**Work to do:** Update the items below by replacing "Spot every instance of" with "Locate every instance of" everywhere it occurs. Leave every other part of the items unchanged.
[Begin]
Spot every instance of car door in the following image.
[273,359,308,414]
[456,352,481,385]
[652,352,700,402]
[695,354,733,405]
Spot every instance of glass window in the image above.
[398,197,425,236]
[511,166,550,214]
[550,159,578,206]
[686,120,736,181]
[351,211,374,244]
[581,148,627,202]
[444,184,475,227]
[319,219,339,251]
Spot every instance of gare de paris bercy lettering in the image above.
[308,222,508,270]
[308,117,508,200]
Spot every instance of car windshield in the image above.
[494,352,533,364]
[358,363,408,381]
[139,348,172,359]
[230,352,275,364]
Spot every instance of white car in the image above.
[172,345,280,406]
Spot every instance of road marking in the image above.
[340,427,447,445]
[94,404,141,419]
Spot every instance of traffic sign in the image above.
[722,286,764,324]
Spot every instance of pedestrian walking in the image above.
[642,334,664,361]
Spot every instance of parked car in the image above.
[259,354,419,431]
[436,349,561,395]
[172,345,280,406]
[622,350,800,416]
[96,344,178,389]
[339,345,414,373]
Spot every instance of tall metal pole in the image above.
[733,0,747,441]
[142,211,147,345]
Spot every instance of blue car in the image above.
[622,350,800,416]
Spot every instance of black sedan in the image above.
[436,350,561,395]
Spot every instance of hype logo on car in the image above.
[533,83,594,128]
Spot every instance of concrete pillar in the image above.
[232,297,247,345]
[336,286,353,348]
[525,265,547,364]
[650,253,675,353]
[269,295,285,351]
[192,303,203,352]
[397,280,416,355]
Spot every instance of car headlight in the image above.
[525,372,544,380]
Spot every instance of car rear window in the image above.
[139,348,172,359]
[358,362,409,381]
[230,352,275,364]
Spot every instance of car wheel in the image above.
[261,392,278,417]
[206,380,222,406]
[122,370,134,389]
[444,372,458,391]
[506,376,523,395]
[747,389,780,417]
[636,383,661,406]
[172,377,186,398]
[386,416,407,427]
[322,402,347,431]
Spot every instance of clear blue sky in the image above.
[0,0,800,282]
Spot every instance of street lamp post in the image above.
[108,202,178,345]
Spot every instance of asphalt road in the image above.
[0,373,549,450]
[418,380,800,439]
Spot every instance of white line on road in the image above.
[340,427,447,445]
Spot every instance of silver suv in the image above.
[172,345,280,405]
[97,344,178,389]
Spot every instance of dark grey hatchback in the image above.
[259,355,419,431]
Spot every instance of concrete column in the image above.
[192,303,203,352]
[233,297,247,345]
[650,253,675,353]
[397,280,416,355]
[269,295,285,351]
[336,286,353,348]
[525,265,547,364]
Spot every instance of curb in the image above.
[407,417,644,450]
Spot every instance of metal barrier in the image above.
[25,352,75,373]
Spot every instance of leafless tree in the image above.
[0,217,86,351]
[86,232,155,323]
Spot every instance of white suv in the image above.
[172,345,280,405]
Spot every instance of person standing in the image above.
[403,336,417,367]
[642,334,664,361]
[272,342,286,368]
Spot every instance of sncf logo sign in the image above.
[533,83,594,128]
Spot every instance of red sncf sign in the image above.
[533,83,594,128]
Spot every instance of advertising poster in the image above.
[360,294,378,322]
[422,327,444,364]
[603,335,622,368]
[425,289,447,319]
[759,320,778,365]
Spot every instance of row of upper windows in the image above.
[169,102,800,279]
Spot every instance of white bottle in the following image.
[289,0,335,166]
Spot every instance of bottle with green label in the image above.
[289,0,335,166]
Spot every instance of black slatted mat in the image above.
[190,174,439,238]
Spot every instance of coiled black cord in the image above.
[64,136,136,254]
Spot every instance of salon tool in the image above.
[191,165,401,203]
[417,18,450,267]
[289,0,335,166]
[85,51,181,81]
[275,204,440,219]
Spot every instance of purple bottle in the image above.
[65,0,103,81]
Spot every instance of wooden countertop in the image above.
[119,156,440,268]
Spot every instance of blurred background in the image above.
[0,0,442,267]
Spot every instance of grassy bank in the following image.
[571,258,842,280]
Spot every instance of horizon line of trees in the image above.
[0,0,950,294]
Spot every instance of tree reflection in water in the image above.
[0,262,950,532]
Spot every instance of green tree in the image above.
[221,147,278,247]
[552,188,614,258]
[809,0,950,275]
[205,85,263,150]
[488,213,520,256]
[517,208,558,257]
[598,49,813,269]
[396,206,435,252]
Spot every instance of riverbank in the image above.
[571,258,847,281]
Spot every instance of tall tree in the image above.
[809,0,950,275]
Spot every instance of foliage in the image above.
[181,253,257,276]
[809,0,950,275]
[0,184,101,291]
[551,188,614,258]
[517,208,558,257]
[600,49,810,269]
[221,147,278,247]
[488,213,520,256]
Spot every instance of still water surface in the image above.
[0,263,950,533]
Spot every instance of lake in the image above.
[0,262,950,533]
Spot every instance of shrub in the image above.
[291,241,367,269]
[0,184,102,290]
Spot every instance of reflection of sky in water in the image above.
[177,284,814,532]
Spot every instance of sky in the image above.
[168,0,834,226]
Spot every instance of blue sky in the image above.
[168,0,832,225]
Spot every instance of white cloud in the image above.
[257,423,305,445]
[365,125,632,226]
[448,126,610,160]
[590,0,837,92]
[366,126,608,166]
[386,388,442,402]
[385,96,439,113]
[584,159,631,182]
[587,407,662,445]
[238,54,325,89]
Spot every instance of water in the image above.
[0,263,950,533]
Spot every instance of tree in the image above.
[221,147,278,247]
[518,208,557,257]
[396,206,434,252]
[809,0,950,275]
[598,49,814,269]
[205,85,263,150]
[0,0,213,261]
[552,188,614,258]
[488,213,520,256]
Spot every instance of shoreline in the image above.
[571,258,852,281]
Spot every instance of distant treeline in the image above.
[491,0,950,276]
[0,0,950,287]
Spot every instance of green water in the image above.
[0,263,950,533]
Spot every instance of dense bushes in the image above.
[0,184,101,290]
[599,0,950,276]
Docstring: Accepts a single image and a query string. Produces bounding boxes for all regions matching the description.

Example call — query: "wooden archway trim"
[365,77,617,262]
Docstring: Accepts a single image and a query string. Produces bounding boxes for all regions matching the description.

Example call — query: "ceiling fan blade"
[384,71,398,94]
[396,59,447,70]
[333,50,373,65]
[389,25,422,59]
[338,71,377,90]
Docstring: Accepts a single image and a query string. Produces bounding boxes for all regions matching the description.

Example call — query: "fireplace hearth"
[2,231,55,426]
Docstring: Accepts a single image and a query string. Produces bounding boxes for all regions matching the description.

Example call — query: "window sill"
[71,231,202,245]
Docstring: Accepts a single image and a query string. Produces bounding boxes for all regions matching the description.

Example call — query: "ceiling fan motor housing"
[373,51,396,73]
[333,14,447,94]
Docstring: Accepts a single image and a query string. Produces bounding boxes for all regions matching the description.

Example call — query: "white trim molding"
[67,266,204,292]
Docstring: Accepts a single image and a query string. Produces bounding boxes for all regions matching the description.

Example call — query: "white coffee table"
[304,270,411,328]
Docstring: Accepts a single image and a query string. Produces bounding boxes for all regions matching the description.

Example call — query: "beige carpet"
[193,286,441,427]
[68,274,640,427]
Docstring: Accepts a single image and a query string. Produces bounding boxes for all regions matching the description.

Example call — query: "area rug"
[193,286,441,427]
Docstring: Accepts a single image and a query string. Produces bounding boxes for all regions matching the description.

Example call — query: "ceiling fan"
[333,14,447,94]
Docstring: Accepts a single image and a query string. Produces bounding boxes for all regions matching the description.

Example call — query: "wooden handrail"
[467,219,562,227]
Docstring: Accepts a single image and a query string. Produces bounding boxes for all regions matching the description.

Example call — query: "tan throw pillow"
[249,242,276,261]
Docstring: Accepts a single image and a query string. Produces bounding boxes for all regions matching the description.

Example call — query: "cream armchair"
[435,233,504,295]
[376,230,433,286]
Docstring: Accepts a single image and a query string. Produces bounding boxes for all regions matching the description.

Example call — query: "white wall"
[End]
**Response below:**
Locate every instance of car door in the following image.
[273,359,308,414]
[456,352,481,385]
[652,352,700,402]
[695,354,733,405]
Locate every instance of glass window in the image above.
[398,197,425,236]
[511,166,550,214]
[550,159,578,206]
[686,120,736,181]
[351,211,374,244]
[581,148,627,202]
[444,184,475,227]
[319,219,339,251]
Locate every instance of gare de paris bercy lettering in the image above.
[308,222,508,270]
[308,117,508,200]
Locate every instance of car windshield in the image above.
[494,352,533,364]
[358,363,408,381]
[139,348,172,359]
[230,352,275,364]
Locate every instance of white car in the image above.
[172,345,280,406]
Locate every instance of road marking in the image above.
[340,427,447,445]
[94,404,141,419]
Locate every instance of traffic sign in the image above.
[722,286,764,324]
Locate every instance of pedestrian walking in the image above.
[642,334,664,361]
Locate every instance of parked car in the image above.
[259,354,419,431]
[436,349,561,395]
[172,345,280,406]
[622,350,800,416]
[96,344,178,389]
[339,345,414,373]
Locate every instance of tall metal pole in the image above.
[733,0,747,441]
[142,211,147,345]
Locate every instance of blue car in the image above.
[622,350,800,416]
Locate every instance of black sedan in the image above.
[436,350,561,395]
Locate every instance of hype logo on car in the image above.
[533,83,594,128]
Locate every instance of concrete pillar in the image above.
[232,297,247,345]
[336,286,353,348]
[525,265,547,364]
[650,253,675,353]
[269,295,285,351]
[192,303,203,352]
[397,280,416,355]
Locate every instance of car headlight in the image above.
[525,372,544,380]
Locate every instance of car rear window in the image above.
[139,348,172,359]
[358,362,409,381]
[230,352,275,364]
Locate every instance of car wheel in the image above.
[261,392,278,417]
[206,380,222,406]
[122,370,134,389]
[444,372,458,391]
[506,376,523,395]
[747,389,780,417]
[636,383,661,406]
[172,377,186,398]
[386,416,407,427]
[322,402,347,431]
Locate every instance of clear blue sky in the image above.
[0,0,800,282]
Locate every instance of street lamp post in the image above.
[108,202,178,345]
Locate every instance of asphalt road in the image above.
[0,373,549,450]
[418,380,800,439]
Locate every instance of white line on road in the image above.
[340,427,447,445]
Locate every instance of silver suv in the image above.
[172,345,280,405]
[97,344,178,389]
Locate every instance of dark grey hatchback in the image above.
[259,355,419,431]
Locate every instance of concrete column in the image above.
[192,303,203,352]
[233,297,247,345]
[650,253,675,353]
[397,280,416,355]
[269,295,285,351]
[336,286,353,348]
[525,265,547,364]
Locate every instance of curb in the image above.
[407,417,644,450]
Locate every instance of metal barrier in the image above.
[25,352,75,373]
Locate every instance of leafless tree in the image above.
[0,217,86,351]
[86,232,155,323]
Locate every instance of white suv in the image above.
[172,345,280,405]
Locate every instance of person standing in the image above.
[403,336,417,367]
[642,334,664,361]
[272,342,286,368]
Locate every instance of sncf logo sign in the image above.
[533,83,594,128]
Locate every instance of red sncf sign in the image above.
[533,83,594,128]
Locate every instance of advertising poster in the image above.
[360,294,378,322]
[422,327,444,364]
[603,335,622,368]
[425,289,447,319]
[759,320,778,365]
Locate every instance of row of upper windows in the image above.
[169,102,800,279]
Locate every instance of white bottle in the following image.
[289,0,335,166]
Locate every instance of bottle with green label in the image above.
[289,0,335,166]
Locate every instance of black slatted mat in the image above.
[190,174,439,238]
Locate every instance of coiled black cord in the image above.
[64,136,136,254]
Locate every instance of salon tool in the image above.
[191,165,401,203]
[417,18,450,267]
[289,0,335,166]
[85,51,181,81]
[275,204,440,219]
Locate every instance of purple bottle in the image above.
[65,0,103,81]
Locate every instance of wooden countertop in the image above.
[119,156,440,268]
Locate every instance of blurred background in the image above.
[0,0,442,267]
Locate every instance of grassy bank in the following image.
[571,258,842,280]
Locate every instance of horizon line of trees in the image above.
[0,0,950,294]
Locate every instance of tree reflection in water in the image above.
[0,262,950,532]
Locate every instance of green tree in the image above.
[221,147,278,247]
[552,188,614,258]
[809,0,950,275]
[205,85,263,150]
[488,213,520,256]
[517,208,558,257]
[598,49,813,269]
[396,206,435,252]
Locate every instance of riverbank in the image above.
[571,258,847,281]
Locate every instance of tall tree in the image above.
[809,0,950,275]
Locate every instance of foliage in the image above.
[181,253,257,276]
[809,0,950,275]
[0,184,101,291]
[551,188,614,258]
[517,208,558,257]
[600,49,810,269]
[221,147,278,247]
[488,213,520,256]
Locate every instance of still water surface in the image above.
[0,263,950,533]
Locate every instance of lake in the image above.
[0,262,950,533]
Locate every instance of shrub in the image above.
[291,241,367,269]
[0,184,102,290]
Locate every instance of reflection of sky in water in the image above.
[177,284,814,532]
Locate every instance of sky in the image above.
[168,0,834,226]
Locate every instance of blue sky in the image above.
[168,0,832,225]
Locate every instance of white cloud in the image above.
[257,423,305,445]
[365,125,632,226]
[448,126,610,160]
[590,0,837,92]
[366,126,608,166]
[386,388,442,402]
[385,96,439,113]
[584,159,631,182]
[587,407,662,445]
[238,54,325,89]
Locate every instance of water in the image above.
[0,263,950,533]
Locate every instance of tree in the image above.
[221,147,278,247]
[518,208,557,257]
[396,206,434,252]
[809,0,950,275]
[598,49,814,269]
[205,85,263,150]
[0,0,213,261]
[552,188,614,258]
[488,213,520,256]
Locate every instance of shoreline in the image above.
[571,258,852,281]
Locate every instance of distant treeline in the image above.
[491,0,950,276]
[0,0,950,287]
Locate every instance of green water in the image above.
[0,263,950,533]
Locate every instance of dense bushes in the image above.
[0,184,101,290]
[599,0,950,276]
Docstring: Accepts a single image and a query string. Produces bounding boxes for all regions matching the description.

Example call — query: "wooden archway trim"
[365,77,617,262]
Docstring: Accepts a single image and a query string. Produces bounding boxes for all regions matching the description.

Example call — query: "ceiling fan blade"
[384,71,398,94]
[396,59,447,70]
[333,50,373,65]
[389,25,422,59]
[338,71,377,90]
Docstring: Accepts a single image and a query string. Produces bounding boxes for all regions matching the description.

Example call — query: "fireplace hearth"
[2,231,55,426]
Docstring: Accepts a single image and a query string. Produces bounding boxes for all regions matching the description.

Example call — query: "window sill"
[71,231,202,245]
Docstring: Accepts a single image and a query string. Produces bounding boxes for all regions matching the description.

Example call — query: "ceiling fan motor housing"
[373,51,396,73]
[333,14,447,94]
Docstring: Accepts a single image and a query string. Produces bounding boxes for all regions matching the description.

Example call — query: "white trim molding"
[67,266,204,292]
Docstring: Accepts a single image and a query string. Produces bounding boxes for all regions matching the description.

Example call — query: "white coffee table"
[304,270,411,328]
Docstring: Accepts a single image and a query string. Produces bounding boxes for all regions matching the description.

Example call — query: "beige carpet"
[193,286,441,427]
[68,274,640,427]
Docstring: Accepts a single image and a query string. Produces bounding boxes for all regions matching the description.

Example call — query: "area rug"
[193,286,441,427]
Docstring: Accepts a single image and a query string. Produces bounding boxes for all regions matching the description.

Example call — query: "ceiling fan"
[333,14,447,94]
Docstring: Accepts a single image and a query string. Produces bounding boxes for all regions matching the description.

Example call — query: "wooden handrail"
[467,219,562,227]
Docstring: Accepts a single image and a query string. Produces bounding boxes for all regions matching the description.

Example call — query: "tan throw pillow"
[249,242,276,261]
Docstring: Accepts a single image and a query string. Produces bounding boxes for all regions matching the description.

Example call — query: "cream armchair"
[435,233,504,295]
[376,230,433,286]
Docstring: Accepts a single image and a query string. Produces bounding boxes for all regions matching the description.

Example call — query: "white wall"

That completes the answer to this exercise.